== DATA ==
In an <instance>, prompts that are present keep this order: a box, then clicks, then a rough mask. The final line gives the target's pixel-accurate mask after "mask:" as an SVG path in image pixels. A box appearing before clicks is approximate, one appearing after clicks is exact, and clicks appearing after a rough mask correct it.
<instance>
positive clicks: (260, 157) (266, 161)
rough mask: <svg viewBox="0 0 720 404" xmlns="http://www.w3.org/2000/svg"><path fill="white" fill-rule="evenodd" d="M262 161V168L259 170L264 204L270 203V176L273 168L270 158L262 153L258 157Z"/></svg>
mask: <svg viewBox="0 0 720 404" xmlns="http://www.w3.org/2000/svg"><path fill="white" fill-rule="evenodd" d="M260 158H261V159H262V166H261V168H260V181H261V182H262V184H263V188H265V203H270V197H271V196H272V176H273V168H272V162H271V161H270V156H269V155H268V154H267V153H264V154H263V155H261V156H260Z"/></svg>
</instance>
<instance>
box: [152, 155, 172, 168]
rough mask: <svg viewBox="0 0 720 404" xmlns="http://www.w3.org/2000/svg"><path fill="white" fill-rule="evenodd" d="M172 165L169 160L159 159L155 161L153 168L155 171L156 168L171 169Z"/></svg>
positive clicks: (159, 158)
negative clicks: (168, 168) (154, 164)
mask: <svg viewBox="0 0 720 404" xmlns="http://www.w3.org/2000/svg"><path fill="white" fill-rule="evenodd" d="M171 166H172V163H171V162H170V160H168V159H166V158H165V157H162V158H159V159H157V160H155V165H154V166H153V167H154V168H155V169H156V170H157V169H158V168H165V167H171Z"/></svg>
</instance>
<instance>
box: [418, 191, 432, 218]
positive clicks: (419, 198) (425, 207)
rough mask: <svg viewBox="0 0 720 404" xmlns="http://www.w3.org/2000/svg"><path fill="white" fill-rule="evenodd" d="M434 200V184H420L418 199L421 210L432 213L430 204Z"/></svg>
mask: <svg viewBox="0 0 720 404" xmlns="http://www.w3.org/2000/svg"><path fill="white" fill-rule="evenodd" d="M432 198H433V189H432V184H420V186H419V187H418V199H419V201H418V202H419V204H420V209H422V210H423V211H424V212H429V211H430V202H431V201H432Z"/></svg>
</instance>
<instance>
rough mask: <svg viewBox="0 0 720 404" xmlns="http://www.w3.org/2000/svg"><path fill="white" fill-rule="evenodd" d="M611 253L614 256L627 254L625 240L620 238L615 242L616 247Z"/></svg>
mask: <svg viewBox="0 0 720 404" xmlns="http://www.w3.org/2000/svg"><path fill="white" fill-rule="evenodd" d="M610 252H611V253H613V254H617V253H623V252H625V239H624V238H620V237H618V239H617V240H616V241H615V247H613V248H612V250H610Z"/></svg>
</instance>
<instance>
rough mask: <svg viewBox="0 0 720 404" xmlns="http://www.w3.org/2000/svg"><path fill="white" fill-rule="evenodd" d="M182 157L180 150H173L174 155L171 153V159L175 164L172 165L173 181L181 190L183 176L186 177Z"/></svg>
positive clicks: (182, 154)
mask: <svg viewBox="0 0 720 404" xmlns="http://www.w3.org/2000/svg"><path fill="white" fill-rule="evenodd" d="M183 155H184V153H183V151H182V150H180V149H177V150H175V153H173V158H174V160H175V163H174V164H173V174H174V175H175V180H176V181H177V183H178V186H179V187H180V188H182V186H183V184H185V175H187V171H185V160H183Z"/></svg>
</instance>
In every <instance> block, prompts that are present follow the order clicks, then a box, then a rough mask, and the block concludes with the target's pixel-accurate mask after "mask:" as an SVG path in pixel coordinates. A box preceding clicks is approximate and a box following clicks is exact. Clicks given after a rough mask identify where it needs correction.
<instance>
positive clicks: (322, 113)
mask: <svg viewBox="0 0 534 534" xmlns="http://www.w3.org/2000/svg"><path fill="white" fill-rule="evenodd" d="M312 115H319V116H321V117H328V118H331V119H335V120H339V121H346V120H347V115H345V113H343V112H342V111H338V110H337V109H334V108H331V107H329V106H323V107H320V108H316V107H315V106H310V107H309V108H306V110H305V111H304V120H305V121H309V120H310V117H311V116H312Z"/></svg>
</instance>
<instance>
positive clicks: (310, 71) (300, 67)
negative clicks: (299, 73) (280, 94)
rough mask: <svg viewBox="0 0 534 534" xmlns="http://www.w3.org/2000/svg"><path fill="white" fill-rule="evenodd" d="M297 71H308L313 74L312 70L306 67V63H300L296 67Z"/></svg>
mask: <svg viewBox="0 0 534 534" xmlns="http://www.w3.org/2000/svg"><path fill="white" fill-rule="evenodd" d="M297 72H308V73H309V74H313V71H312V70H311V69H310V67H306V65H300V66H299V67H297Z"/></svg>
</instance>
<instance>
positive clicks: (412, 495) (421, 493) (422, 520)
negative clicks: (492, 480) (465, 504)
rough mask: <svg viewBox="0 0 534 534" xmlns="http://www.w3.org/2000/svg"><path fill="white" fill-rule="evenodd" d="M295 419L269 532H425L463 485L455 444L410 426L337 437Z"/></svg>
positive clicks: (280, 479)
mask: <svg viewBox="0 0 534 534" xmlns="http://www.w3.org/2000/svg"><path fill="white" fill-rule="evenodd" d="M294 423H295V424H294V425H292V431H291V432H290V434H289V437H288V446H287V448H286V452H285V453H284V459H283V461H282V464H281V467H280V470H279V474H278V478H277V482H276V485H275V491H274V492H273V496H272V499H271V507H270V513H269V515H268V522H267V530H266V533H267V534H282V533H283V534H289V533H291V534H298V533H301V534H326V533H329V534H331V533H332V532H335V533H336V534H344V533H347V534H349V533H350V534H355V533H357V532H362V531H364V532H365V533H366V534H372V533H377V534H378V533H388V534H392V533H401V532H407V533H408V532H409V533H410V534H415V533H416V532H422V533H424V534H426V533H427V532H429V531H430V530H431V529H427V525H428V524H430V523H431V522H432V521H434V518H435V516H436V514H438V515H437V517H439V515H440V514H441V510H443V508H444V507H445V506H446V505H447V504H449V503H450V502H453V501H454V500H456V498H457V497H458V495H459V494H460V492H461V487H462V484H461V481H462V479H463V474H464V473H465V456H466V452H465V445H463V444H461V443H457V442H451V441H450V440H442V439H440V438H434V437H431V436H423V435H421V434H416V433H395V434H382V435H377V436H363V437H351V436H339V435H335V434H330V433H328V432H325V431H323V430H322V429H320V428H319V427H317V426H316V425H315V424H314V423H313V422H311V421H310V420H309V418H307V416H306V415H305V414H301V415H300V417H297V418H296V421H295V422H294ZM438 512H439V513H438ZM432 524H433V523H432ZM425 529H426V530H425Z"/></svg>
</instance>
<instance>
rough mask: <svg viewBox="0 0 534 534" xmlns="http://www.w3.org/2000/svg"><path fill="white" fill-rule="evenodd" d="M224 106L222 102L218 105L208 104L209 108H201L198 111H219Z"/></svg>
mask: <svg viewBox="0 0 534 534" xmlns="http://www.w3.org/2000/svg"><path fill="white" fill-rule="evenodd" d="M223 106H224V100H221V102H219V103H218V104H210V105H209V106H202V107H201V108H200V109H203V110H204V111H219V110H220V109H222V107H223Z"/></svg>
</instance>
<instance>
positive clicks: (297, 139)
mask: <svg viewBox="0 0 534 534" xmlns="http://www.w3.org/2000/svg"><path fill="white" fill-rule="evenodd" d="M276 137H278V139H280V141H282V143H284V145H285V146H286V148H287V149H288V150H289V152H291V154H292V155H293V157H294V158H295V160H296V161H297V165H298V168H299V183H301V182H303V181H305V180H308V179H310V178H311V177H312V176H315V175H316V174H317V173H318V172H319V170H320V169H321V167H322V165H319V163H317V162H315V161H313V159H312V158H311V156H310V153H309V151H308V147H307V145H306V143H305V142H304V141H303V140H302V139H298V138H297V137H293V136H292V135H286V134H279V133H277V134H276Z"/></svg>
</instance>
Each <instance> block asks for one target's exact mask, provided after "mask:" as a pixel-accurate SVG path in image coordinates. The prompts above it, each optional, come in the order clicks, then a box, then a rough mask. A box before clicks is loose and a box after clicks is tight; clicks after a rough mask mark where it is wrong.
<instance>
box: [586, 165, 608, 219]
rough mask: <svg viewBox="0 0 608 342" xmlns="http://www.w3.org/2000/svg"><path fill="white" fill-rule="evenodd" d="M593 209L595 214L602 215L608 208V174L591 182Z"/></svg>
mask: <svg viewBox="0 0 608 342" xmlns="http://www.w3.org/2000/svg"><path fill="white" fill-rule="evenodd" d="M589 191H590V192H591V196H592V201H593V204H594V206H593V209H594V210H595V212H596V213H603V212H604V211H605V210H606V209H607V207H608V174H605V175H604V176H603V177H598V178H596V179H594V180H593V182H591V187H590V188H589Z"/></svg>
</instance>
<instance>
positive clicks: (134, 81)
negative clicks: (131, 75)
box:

== TO DO ==
Write out again, word for word, the listing above from its first line through the line containing "positive clicks: (260, 157) (266, 161)", and nothing else.

== YOUR RESPONSE ==
In an <instance>, prompts that are present keep this order: a box, then clicks, then a rough mask. The final line gives the target's pixel-accurate mask after "mask:" as an SVG path in image pixels. A box appearing before clicks is approximate, one appearing after clicks is exact, and clicks appearing after a rough mask correct it.
<instance>
positive clicks: (260, 157) (266, 161)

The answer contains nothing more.